Start of DATA SHOWN
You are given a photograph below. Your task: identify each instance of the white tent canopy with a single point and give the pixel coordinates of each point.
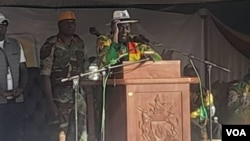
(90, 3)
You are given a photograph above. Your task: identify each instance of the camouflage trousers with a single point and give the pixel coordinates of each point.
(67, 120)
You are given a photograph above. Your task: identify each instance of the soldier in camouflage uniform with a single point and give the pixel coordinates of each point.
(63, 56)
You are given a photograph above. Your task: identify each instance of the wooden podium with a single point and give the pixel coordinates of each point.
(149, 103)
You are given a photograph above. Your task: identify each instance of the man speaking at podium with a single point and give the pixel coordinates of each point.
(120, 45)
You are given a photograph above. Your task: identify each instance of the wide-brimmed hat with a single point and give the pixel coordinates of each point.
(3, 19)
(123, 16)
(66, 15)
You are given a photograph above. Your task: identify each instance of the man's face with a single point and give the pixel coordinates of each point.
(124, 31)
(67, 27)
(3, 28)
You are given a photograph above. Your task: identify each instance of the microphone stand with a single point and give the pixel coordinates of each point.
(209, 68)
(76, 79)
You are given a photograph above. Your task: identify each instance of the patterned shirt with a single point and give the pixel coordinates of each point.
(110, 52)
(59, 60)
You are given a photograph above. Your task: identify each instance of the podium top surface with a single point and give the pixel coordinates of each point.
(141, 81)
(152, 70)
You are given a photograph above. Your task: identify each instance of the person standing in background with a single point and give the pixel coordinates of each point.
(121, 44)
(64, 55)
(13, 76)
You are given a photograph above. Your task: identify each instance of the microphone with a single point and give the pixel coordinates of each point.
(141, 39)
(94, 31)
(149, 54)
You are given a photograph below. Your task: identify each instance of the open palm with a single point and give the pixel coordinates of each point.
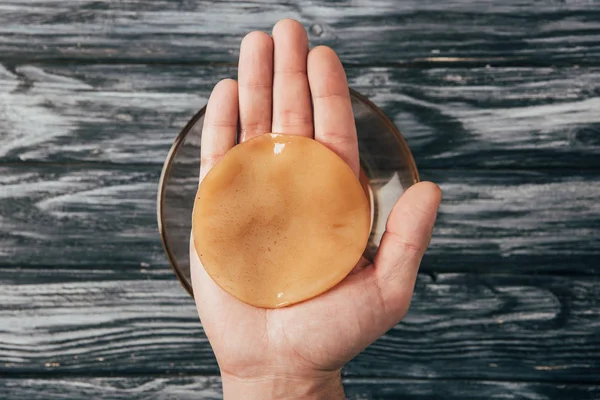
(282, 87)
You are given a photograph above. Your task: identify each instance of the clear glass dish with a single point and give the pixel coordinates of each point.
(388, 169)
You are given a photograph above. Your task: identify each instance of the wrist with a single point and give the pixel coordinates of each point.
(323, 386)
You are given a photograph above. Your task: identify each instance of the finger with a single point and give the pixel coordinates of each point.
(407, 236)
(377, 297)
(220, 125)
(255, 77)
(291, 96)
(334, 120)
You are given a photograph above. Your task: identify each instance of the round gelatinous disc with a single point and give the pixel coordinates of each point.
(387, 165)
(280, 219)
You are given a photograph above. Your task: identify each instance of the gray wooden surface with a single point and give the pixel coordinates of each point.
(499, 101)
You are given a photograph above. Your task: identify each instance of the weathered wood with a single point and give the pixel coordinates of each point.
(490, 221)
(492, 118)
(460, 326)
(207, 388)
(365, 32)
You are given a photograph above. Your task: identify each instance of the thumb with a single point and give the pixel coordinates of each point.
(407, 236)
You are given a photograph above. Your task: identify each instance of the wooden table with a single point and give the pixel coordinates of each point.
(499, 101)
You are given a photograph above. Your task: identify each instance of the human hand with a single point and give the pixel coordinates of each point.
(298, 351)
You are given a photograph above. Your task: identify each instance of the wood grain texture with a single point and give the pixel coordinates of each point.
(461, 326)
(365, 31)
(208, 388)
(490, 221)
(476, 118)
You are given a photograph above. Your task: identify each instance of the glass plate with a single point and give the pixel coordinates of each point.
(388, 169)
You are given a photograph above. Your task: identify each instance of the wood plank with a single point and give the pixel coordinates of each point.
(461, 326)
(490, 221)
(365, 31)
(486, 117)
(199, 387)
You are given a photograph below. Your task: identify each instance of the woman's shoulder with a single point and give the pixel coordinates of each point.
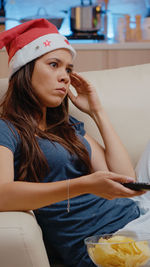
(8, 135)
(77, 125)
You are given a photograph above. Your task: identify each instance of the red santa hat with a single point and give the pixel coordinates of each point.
End of DATA SHOWN
PROBLEM DETAILS
Print out the entries once more, unchanged. No pictures.

ANSWER BOX
You are given a photograph below. Your task: identify each instance of the white tent canopy with a single point and give the pixel coordinates of each point.
(90, 3)
You are given a photograph above. Your task: identify each instance of the camouflage trousers with a single point and give the pixel coordinates of each point.
(67, 120)
You are given a photograph above. Your task: identify each instance of the soldier in camouflage uniform with a single point and give the pixel coordinates of each point.
(63, 56)
You are given a photograph above. Your task: identify each instance of the wooden podium with a single point and give the pixel coordinates of each point.
(149, 103)
You are given a photograph above. Your task: identify each instance of the man speaking at podium with a single point and give the pixel coordinates of each point.
(120, 45)
You are given a photograph above. Your task: identify each instance of the wide-brimmed hat with a single point and give the pixel coordinates of each point.
(3, 19)
(123, 16)
(66, 15)
You are given a photograph above. Your task: identify each instance of the man's face with a single point and give the pixel coordinates of each point.
(124, 31)
(67, 27)
(3, 28)
You are given a photograph above. Your task: identify each instance of the microphone stand with a single point and give the pixel coordinates of each point.
(209, 68)
(76, 79)
You are given a photograph above. Your task: identify each instance of the patterned shirt with a single point and give the pixel coordinates of each point.
(110, 52)
(59, 60)
You are given a photograph above. Your task: identify each instance of the podium top surface with a single point and give the pixel coordinates of each point.
(141, 81)
(152, 70)
You are given a photograph above. Your task: identify each instance of the person standing in background with a single point and give the pixel coordinates of each point.
(121, 44)
(64, 55)
(13, 76)
You are given a photograph above. Your task: identify each instance of the microphone with a single point and give the pixel coordinates of each point.
(141, 39)
(94, 31)
(149, 54)
You are given a photograph below. Your task: identify each instance of the open palm with a single point and give the pixel coordinates of each point.
(282, 87)
You are given a photograph above. Your task: identify each instance of the clear glass dish with a single point and give the pixel coordinates of each point.
(388, 169)
You are given a photograph above. Your task: identify each instance of the wrist with a single point and give the pixel coordinates of each point.
(323, 386)
You are given a photograph above. Your task: identify each instance of the finger with a single point and give the pixel coordinates of each point.
(407, 236)
(377, 297)
(220, 125)
(255, 77)
(291, 96)
(334, 120)
You are given a photograph above. Your task: identify each instance of the round gelatinous disc with a single point and give the pixel coordinates of each point.
(387, 165)
(280, 219)
You are given a photograph above. Your task: identify each instance of the gray wooden surface with a single point and give the pixel coordinates of each point.
(499, 101)
You are given a photograph above. Your task: identify each instance of the weathered wood with a single point and give the pixel coordinates of each point.
(490, 221)
(492, 118)
(460, 326)
(207, 388)
(365, 32)
You are given a photograph above. Your task: identify each instance of the thumb with a single point and give the pixel coordinates of each point.
(407, 236)
You are given a photograph above. Your task: identify each instance of the wooden table with a single point and give the pixel coordinates of each point.
(499, 101)
You are given a photograph above. Your task: identify each instance of the human hand with a single point and give the pixel coordinates of each point.
(298, 351)
You are given a photograph above. Your task: identify each instance of the wood grain texture with a single point and give the pixel coordinates of each point.
(461, 326)
(365, 31)
(208, 388)
(490, 221)
(476, 118)
You are given a photograph above. Your task: identify each instance of the glass plate with a single point and give the pixel coordinates of each point.
(388, 169)
You are given a photograph above. Your task: identify each instance of the wood plank with a single point and give the pixel coordinates of each point.
(461, 326)
(490, 221)
(365, 31)
(486, 117)
(199, 387)
You are given a photograph below. Your task: identify each instance of the woman's shoulder with a single point and give the pixel coordinates of each point.
(8, 135)
(77, 125)
You are given a photograph above. Your task: identify each instance of the red santa hat with a single point and give the pixel coordinates of each point.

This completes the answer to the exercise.